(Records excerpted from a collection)
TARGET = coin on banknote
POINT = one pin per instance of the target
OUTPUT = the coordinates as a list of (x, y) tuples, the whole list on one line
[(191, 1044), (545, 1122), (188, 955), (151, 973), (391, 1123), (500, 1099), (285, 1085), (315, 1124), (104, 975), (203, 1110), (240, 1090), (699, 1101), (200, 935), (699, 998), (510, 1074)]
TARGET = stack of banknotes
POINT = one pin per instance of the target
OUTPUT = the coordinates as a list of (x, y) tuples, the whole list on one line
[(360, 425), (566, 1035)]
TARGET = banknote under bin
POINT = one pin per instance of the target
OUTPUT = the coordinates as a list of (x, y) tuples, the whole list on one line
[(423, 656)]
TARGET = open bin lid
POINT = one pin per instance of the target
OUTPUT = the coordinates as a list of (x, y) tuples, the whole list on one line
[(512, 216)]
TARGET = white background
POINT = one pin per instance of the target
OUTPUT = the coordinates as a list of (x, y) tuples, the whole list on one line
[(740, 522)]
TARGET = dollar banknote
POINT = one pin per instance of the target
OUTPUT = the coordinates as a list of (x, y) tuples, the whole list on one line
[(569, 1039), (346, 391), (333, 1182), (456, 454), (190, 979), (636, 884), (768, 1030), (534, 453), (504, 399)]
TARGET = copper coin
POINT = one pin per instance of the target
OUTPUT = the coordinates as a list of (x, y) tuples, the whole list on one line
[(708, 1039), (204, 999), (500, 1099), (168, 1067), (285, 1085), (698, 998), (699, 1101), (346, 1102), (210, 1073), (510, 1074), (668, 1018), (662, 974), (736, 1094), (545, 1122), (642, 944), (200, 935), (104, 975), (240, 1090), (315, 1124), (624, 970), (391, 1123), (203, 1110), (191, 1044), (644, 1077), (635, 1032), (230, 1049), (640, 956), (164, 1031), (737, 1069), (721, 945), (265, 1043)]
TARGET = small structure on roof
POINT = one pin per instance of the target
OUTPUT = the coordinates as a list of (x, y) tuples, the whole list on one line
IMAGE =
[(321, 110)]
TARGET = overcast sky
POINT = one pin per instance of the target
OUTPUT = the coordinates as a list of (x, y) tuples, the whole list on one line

* **What needs to be done**:
In the records above, how many lines hold the string "coin"? Respond with that number only.

* **Task response**:
2